### WHAT THIS TASK INVOLVES
Copy out everything from the start of the listing down to the line containing "x=132, y=249", swapping "field-scouting log" for "survey notebook" and leaving the rest unchanged.

Excerpts from a point labeling dataset
<<<<

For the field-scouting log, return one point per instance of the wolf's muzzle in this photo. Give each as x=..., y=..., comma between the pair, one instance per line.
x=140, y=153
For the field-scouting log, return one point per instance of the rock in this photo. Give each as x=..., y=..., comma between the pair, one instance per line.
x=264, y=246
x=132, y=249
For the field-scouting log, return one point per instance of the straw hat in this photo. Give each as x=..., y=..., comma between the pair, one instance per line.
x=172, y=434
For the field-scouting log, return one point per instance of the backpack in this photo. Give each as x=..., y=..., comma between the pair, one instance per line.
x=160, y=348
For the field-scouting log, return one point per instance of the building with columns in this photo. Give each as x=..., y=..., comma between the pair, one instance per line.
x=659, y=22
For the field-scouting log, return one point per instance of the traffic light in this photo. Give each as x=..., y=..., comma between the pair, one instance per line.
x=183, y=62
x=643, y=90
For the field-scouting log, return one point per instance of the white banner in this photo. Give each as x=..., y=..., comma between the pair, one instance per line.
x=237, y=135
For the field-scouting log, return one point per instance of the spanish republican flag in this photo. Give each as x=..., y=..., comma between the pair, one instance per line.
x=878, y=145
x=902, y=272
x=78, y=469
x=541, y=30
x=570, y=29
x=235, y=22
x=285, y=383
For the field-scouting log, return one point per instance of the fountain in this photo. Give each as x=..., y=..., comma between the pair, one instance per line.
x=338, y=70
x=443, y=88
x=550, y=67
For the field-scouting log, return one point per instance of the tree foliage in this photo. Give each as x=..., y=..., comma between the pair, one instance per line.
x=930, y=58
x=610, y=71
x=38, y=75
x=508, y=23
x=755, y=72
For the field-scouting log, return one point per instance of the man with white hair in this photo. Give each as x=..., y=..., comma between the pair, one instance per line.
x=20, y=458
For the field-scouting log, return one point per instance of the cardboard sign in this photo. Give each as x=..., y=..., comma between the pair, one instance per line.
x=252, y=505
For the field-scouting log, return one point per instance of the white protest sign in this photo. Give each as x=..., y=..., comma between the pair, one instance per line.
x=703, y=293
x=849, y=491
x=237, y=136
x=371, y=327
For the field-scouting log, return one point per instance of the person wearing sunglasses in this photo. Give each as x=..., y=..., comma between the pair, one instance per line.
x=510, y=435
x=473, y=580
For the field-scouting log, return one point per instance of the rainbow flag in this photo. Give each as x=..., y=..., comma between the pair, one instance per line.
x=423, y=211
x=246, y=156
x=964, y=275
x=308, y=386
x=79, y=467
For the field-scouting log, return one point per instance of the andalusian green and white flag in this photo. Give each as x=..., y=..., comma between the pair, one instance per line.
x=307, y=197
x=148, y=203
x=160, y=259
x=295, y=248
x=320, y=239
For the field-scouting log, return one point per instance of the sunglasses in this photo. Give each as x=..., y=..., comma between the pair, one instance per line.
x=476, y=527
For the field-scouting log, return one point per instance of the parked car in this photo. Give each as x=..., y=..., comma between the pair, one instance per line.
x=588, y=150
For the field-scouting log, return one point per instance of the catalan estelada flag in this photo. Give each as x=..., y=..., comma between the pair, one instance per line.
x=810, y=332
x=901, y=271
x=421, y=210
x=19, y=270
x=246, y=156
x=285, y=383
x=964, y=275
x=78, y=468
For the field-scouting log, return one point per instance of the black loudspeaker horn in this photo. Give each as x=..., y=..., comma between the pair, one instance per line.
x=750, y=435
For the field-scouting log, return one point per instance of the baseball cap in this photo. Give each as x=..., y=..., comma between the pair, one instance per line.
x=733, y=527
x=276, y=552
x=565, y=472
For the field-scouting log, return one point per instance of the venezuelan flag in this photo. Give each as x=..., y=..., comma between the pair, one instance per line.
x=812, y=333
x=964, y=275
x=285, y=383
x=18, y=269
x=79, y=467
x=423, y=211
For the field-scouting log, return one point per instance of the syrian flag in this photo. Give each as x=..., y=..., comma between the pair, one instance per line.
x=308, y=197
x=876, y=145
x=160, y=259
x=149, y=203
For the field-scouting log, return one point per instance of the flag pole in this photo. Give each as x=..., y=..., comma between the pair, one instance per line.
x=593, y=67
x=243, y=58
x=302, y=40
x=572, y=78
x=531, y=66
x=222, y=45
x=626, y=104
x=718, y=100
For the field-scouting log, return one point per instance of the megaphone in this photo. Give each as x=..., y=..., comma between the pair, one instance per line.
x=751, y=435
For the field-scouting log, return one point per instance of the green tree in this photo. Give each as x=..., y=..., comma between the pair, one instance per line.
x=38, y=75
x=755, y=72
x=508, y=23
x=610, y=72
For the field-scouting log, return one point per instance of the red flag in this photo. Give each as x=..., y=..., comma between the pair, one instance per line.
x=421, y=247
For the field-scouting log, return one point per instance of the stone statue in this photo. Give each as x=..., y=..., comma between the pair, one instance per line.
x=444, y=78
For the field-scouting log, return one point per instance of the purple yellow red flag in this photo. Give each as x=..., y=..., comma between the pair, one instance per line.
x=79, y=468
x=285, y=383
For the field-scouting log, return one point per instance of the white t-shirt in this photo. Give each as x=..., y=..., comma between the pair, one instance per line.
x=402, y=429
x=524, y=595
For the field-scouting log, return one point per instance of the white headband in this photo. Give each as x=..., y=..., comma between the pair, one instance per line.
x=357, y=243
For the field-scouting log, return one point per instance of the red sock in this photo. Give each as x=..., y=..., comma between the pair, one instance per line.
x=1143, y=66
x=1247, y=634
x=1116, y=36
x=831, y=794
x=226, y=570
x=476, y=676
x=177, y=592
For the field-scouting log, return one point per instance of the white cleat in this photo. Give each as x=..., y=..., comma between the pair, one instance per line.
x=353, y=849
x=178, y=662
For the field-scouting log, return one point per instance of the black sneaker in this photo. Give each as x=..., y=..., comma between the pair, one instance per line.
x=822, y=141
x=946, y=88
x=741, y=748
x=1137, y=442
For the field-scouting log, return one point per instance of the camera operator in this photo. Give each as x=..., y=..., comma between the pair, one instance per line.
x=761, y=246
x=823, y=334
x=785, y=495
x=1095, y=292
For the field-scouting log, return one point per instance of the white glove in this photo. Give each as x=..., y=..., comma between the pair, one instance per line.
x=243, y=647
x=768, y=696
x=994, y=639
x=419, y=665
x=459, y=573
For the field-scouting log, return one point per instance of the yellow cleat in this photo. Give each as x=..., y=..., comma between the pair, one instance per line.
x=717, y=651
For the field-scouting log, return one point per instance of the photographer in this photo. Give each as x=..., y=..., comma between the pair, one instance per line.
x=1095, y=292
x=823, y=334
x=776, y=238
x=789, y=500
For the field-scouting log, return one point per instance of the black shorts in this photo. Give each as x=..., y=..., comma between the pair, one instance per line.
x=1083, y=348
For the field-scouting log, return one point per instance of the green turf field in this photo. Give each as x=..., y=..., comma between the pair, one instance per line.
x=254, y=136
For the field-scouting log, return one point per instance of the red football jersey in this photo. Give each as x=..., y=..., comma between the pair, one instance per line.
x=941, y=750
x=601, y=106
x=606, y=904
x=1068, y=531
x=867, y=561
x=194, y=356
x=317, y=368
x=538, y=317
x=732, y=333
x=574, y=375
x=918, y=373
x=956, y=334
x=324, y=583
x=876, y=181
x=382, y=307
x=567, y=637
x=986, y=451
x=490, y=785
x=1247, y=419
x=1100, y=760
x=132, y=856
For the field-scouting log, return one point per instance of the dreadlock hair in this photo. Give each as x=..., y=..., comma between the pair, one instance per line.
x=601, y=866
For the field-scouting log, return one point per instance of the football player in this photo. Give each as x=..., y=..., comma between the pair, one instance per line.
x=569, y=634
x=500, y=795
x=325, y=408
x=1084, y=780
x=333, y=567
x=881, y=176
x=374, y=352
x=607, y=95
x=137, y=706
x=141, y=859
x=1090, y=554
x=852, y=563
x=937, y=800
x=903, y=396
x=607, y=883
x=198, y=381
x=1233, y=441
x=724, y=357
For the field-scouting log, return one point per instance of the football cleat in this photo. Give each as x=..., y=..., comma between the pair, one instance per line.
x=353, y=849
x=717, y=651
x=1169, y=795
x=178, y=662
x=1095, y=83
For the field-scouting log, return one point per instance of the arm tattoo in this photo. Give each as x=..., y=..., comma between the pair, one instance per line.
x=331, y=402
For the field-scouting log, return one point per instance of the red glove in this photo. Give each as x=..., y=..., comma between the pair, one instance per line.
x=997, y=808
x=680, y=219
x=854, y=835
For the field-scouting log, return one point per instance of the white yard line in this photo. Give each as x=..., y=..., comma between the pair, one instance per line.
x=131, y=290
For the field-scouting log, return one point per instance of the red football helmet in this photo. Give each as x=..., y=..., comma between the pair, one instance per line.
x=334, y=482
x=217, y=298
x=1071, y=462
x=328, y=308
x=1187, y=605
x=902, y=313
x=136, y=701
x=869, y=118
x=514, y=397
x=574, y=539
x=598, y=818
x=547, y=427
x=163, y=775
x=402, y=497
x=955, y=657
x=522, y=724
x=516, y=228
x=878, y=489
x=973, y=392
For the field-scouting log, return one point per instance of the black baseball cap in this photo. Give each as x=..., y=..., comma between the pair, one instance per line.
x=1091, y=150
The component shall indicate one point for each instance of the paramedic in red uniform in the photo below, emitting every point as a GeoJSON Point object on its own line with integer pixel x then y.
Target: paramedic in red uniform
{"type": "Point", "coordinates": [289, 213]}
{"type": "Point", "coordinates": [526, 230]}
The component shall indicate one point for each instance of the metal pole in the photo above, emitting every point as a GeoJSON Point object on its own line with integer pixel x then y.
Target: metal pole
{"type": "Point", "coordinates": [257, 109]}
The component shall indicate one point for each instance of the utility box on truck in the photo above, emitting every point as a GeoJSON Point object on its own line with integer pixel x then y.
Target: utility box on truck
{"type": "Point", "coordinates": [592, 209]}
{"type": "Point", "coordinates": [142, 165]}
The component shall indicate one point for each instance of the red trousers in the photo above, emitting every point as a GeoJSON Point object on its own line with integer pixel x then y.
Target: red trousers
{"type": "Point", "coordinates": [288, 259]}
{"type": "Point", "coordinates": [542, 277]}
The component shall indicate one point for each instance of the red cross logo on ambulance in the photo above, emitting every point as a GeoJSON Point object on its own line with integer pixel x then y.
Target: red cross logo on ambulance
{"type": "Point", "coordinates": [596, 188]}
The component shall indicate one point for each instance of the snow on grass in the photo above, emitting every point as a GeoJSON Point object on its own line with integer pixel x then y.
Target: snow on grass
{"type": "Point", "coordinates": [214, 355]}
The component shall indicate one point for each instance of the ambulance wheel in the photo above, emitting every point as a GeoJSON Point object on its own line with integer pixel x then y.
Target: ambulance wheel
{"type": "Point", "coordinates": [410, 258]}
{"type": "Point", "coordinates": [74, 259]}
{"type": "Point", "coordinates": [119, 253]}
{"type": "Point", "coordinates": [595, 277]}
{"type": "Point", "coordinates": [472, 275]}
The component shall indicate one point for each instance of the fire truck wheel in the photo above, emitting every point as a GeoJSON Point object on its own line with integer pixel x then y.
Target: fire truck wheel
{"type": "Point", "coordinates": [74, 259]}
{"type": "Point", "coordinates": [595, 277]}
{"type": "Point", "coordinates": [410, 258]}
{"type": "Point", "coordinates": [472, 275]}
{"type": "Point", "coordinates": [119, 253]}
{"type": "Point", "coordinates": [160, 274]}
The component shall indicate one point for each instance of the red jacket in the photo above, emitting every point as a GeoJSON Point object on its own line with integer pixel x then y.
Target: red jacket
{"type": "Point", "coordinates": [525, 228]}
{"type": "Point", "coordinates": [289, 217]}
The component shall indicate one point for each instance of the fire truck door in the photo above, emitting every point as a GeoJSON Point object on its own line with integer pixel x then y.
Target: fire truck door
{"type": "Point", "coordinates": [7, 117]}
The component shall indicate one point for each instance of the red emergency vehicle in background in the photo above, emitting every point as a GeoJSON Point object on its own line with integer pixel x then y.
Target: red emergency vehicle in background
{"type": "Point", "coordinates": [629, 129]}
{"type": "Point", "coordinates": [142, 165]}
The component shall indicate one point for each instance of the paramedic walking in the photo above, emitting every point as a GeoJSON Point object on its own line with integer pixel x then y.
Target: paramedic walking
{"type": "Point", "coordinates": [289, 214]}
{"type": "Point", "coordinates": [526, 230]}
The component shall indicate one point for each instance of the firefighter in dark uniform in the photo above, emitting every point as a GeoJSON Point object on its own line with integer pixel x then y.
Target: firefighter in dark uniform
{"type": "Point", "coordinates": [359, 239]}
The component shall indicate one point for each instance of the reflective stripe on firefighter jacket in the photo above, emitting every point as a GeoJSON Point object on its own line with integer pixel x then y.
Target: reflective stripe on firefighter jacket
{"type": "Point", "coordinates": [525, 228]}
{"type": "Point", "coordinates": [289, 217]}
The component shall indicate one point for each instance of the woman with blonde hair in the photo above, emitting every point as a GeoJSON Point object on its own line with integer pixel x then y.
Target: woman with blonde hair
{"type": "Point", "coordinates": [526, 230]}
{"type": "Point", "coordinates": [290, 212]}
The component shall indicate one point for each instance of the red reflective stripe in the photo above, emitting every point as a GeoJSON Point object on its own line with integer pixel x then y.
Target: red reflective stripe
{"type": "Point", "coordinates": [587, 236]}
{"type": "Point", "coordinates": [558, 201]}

>>>>

### EXPECTED ANSWER
For the survey notebook, return one point per instance of the wolf's muzzle in this photo. Give each as x=..., y=..., comma between the pair, one instance per line.
x=140, y=153
For the survey notebook, return one point per instance of the rock in this photo. Give each as x=..., y=..., comma between the pair, one instance per line.
x=264, y=246
x=132, y=249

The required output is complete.